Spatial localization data
----
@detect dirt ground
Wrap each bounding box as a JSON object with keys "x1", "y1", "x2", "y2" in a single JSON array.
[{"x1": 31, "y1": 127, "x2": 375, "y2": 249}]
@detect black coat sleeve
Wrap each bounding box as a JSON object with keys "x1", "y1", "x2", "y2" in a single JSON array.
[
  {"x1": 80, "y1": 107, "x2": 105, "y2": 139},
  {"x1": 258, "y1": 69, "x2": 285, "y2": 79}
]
----
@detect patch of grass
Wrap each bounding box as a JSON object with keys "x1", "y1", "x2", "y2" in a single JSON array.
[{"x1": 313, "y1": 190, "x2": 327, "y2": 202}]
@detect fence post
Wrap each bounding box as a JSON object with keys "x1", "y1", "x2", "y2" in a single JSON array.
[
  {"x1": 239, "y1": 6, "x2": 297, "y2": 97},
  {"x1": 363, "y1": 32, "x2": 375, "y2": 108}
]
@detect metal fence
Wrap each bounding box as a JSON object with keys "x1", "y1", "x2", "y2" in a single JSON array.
----
EXERCISE AIM: From the entries, copy every line in which the word "detect" occurs.

OUTPUT BELOW:
@detect dirt ground
@detect black coat sleeve
@detect patch of grass
@detect fence post
@detect metal fence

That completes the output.